• **ПРЕДОСТАВЛЕННЫЙ ТЕКСТ**:

* * * *

Быть может, Блок считал уже в 1919 году, что в ходе большевистской революции цивилизация вновь победила культуру, но это могло случиться не в результате победы революции, а в результате ее неуспеха.
Ясно, что, приняв точку зрения Блока в принципе, легко было считать вопреки ему, что революция была все же успешной, а тем самым сугубо национальной:
Андрей Белый
Другим видным религиозным мистиком, не только приветствовавшим новую Россию в начале революции, но и сохранившим ту же веру до самой смерти в 1934 году, был известный писатель и поэт Андрей Белый, которого многие считают самым крупным русским писателем двадцатого века. Белый (Бугаев) подвергался различным влияниям. Вначале он был всецело под обаянием Вл. Соловьева, но затем примкнул к антропософскому движению, причем принял участие в постройке антропософского храма «Гетеанум» в Швейцарии. Но и в увлечении Соловьевым, и в увлечении антропософией у Белого оставался общий знаменатель — глубокая преданность свободному христианскому мистицизму в его гностической форме, причем Белый с его гениальным художественным талантом был искусным мастером мистического толкования происходящих событий как человек, считавший себя одаренным свыше видением эзотерических тайн мира.

* * * *

• **ЗАДАНИЕ**: Напишите продолжение текста об Андрее Белом, начиная сразу после его последнего предложения.

* * * *

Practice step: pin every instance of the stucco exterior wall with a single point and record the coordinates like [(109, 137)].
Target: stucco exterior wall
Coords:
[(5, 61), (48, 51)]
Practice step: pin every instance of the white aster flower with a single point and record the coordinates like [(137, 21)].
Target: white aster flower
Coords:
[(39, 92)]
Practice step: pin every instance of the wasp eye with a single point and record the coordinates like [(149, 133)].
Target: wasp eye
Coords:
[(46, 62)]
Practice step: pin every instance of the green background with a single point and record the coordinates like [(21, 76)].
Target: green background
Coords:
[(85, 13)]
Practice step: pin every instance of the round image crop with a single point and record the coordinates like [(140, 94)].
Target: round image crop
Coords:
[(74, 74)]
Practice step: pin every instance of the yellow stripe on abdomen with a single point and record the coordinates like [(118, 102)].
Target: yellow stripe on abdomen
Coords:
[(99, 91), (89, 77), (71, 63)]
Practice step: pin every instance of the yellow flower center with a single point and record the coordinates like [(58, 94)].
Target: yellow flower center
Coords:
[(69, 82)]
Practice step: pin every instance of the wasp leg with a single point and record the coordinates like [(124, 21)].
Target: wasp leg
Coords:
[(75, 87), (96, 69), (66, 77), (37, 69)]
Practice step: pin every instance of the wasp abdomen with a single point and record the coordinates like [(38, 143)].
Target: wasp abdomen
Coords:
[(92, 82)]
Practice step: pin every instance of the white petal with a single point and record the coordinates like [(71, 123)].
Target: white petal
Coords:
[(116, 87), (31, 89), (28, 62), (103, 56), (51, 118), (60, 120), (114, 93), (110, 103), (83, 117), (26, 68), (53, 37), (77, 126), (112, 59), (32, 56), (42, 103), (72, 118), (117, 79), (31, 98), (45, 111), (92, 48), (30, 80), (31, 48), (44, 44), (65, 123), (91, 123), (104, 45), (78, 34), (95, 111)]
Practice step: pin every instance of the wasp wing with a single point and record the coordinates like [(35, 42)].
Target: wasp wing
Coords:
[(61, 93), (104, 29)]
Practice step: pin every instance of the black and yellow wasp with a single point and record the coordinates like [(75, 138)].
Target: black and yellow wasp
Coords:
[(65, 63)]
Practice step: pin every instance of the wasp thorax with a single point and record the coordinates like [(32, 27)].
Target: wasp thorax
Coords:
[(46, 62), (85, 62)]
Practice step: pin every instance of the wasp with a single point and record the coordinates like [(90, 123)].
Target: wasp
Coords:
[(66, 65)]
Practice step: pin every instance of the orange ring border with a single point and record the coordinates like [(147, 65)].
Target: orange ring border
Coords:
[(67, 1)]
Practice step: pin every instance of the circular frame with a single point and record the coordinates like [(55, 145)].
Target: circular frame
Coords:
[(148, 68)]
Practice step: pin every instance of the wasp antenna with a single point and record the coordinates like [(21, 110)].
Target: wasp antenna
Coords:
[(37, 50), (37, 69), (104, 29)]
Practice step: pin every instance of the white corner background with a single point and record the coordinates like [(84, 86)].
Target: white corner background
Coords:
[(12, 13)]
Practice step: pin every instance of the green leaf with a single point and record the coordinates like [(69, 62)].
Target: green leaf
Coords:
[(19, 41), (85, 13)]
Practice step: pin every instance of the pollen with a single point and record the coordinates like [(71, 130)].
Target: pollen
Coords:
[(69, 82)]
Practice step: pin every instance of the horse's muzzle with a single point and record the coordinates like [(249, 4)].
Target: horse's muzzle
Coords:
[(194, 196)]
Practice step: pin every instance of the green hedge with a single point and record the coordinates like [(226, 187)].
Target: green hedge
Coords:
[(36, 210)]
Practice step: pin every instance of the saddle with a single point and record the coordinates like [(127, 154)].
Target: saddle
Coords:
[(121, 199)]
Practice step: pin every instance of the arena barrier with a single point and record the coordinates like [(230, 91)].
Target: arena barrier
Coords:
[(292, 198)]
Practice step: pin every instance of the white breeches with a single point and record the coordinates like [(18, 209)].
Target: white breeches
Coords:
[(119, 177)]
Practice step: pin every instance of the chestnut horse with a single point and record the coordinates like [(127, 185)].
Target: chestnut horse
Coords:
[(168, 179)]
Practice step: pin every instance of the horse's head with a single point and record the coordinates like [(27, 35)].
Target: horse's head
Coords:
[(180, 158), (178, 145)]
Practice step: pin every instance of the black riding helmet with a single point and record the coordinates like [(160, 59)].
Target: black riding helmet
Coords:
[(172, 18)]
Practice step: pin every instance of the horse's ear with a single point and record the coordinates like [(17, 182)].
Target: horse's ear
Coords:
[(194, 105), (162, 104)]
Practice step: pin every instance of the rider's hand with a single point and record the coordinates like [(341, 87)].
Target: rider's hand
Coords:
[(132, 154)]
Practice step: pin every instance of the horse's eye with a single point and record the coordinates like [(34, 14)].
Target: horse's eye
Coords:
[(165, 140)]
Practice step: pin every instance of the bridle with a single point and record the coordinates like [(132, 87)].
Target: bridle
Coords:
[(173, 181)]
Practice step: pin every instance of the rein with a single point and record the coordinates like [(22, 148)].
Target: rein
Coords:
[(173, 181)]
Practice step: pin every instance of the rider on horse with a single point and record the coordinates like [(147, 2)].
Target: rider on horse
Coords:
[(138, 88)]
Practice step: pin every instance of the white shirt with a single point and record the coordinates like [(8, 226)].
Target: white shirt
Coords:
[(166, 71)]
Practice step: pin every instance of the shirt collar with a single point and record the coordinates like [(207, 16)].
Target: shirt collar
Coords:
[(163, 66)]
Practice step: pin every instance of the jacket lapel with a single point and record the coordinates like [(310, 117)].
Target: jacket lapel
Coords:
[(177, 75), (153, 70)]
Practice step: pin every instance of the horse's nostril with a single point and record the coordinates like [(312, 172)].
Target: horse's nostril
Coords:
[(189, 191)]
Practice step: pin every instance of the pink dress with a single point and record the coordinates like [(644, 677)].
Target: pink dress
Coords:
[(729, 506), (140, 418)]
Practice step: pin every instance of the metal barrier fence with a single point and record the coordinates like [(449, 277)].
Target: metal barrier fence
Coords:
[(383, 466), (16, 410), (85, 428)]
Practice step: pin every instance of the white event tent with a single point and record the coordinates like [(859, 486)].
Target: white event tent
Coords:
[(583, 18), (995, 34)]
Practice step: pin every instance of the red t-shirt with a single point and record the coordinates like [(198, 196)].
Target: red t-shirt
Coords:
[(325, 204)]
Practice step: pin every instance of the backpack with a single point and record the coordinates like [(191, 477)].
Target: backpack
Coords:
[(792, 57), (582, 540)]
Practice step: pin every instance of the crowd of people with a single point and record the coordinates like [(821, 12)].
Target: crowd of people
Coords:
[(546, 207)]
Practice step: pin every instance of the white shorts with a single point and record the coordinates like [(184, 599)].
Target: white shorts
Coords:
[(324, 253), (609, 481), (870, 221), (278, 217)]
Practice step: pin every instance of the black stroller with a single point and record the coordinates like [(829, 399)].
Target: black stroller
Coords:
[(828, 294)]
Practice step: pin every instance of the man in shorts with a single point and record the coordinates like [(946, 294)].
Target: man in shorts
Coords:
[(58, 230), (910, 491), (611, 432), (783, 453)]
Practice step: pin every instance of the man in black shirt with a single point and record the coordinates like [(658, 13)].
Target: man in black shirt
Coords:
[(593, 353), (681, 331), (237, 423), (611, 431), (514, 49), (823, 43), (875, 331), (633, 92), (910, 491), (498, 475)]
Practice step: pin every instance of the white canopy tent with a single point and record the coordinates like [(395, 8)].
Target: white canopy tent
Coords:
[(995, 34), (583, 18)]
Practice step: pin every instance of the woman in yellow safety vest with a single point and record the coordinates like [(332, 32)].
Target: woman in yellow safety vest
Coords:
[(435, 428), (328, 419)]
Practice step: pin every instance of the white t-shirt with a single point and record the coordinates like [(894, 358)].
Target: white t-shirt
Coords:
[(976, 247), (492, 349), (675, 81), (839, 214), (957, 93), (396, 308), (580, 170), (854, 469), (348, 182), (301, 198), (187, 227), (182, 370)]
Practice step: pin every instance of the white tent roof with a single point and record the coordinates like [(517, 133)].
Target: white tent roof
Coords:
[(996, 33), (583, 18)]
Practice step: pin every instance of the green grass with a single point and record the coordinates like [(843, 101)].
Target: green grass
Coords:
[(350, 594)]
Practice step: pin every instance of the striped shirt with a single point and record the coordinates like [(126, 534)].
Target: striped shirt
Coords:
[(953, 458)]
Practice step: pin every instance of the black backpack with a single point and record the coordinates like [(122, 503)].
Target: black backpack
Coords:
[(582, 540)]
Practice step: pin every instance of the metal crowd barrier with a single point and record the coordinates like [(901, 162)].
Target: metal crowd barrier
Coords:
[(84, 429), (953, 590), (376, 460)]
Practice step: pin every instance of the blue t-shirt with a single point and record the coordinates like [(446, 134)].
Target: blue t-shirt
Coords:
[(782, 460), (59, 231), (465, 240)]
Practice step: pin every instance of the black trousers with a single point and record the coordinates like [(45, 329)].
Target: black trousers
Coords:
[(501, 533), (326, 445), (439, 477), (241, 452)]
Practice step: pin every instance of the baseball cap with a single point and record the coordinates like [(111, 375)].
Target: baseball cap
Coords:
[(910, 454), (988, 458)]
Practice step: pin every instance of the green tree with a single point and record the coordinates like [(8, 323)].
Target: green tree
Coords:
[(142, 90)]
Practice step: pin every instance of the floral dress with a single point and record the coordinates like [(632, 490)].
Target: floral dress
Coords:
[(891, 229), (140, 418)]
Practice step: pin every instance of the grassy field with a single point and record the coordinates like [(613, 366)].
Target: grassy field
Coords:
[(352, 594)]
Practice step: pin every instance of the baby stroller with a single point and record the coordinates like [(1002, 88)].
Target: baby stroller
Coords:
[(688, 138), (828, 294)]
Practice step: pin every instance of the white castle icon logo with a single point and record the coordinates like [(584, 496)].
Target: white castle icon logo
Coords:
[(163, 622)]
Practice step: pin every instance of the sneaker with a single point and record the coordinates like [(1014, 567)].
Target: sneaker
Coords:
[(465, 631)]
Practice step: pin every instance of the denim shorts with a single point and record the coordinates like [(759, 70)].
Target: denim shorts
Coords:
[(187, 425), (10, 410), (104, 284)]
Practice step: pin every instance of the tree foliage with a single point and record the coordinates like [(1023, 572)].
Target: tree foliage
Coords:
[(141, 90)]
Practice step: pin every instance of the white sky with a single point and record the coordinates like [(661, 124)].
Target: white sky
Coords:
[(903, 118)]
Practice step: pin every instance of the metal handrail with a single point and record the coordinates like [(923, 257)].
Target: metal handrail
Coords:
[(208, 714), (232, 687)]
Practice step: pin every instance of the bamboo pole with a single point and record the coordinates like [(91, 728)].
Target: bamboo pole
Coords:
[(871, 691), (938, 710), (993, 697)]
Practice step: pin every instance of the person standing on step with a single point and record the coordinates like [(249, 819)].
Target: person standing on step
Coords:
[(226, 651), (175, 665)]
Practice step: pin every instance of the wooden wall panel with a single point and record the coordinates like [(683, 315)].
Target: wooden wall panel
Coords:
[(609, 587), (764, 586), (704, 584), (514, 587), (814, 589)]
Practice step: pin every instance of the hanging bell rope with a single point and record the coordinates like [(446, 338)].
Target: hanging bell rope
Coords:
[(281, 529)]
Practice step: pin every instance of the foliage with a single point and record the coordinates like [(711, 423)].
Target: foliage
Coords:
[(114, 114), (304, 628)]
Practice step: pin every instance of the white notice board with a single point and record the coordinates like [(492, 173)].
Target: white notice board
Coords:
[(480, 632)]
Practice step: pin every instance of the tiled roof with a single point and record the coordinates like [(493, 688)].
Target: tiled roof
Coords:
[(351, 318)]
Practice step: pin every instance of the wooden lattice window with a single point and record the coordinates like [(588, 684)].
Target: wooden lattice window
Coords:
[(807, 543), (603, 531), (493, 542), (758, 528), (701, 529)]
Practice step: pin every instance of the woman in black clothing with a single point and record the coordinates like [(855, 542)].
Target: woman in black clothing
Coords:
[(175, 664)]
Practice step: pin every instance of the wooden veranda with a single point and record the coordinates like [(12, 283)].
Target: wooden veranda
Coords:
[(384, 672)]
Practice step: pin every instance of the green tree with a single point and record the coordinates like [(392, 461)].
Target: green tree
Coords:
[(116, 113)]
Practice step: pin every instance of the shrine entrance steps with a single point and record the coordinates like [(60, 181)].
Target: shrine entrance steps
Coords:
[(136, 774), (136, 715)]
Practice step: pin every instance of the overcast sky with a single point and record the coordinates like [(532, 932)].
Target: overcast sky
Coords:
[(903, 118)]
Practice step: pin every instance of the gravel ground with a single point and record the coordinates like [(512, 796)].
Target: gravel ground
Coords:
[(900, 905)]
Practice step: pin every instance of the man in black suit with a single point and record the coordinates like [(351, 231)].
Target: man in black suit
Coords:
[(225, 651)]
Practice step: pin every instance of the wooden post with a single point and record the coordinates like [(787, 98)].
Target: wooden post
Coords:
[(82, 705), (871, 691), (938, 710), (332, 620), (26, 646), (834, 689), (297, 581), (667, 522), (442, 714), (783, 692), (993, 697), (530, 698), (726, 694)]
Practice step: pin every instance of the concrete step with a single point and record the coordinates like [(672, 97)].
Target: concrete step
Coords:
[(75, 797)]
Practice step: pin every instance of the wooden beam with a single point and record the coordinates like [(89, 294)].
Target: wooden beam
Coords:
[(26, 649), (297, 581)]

* * * *

• **РЕЗУЛЬТАТ ВЫПОЛНЕНИЯ**:
Мистическая диалектика развилась у Белого с раннего детства. В. Ходасевич утверждает, что Белый с детства полюбил «совместимость несовместимого, трагизм и сложность внутренних противоречий, правду в неправде, может быть, добро во зле и зло в добре».
Но от простого созерцательного гностицизма Белого отличала еще и наклонность к теургии как средству активного изменения мира в сотрудничестве с Богом. Это был еще один общий его знаменатель с Соловьевым и Штейнером. Соловьев вплоть до последних лет жизни исповедовал теорию Богочеловечества, согласно которой человек, как соработник Божий, должен был активно участвовать в не закончившемся еще сотворении мира. Правда, Соловьев признавал лишь мирное творчество — либеральный прогресс, в котором разочаровался лишь перед смертью. В то же время в антропософии Штейнера видное место занимает революция — как могучее теургическое средство изменения мира, несмотря на ее видимое зло, ибо она есть инструмент создания нового мира.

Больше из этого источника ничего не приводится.